▸ GIVEN TASK: In the piece on digital publishing below, what is Fatherly's 940 Saturdays program named after?

▸ PROVIDED TEXT:
########

But sources at large publishers tell me the focus has shifted from gaming Facebook to gaming… just about everything else, and the thirst for clicks is more intense than ever. Double down on SEO! Apple News alerts! Instagram Stories! There are still a billion people on Facebook!
First of all, publishers can't game Facebook. That's the whole point of Facebook now. But the bigger problem with trying to game anything is that it just leaves publishers with more clickbait, blending them further into the already homogenised cesspool of celebrity photo websites and Instagram feeds that are locked in one giant race to the bottom.
I would be terrified if I didn't have any content running on my site that I felt like I could charge people to read, watch or listen to.
As the acquisitions of Rodale and Time Inc. along with layoffs at companies like Condé Nast and BuzzFeed showed us, last year was a very hard one for media. Which is why I would be terrified if I didn't have any content running on my site that I felt like I could charge people to read, watch or listen to. This isn't to say that paywalls, which are notoriously tricky, are definitely the future, but I'll say two things in their favour: they seem like an increasingly important potential revenue stream as publishers continue to lose ad dollars to Facebook and Google. And trying to publish content of monetary value to your readers means you're producing quality work. In this era of cost-cutting and layoffs, companies have to resist their instinct to do nothing but create posts and videos as cheaply and quickly as possible. Now, more than ever, is the time to invest whatever budget remains in big, brand-distinguishing ideas. And publishers will have to be ok with the uncomfortable reality that, sometimes, an idea will fall through and there won't be any payoff.
This is not to say that every digital brand is trapped in the great race to the bottom. Teen Vogue has a clear position as a youth activist brand, which couldn't make it more relevant in the time of President Trump. Fatherly, the lifestyle site for dads, has distinguished itself through its 940 Saturdays programme, so named for the number of Saturdays dads have with their kids until they go to college. Vanity Fair has invested in the Hive, a political news vertical that regularly publishes web-exclusive scoops about the Trump administration, among other great original content.
These kinds of initiatives are what sales teams need to start bragging about in conversations with potential advertisers. Until they do, publishers will be in a downward spiral of their own making: chase clicks, dilute the brand, lose audience and risk losing even more business. If they don't want another year like 2017, something has to change.

########

▸ DATA:
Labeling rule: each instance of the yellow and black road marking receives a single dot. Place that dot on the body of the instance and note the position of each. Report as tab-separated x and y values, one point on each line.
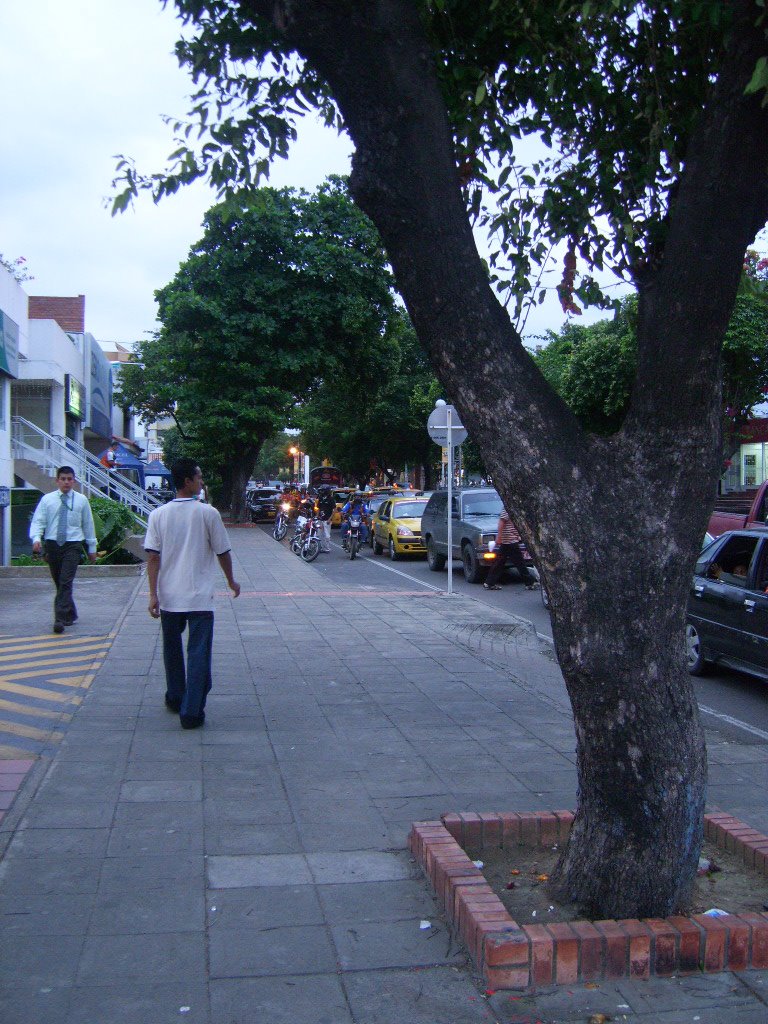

########

▸ COMPLETED TASK: It's named for the number of Saturdays dads have with their kids until the kids go to college.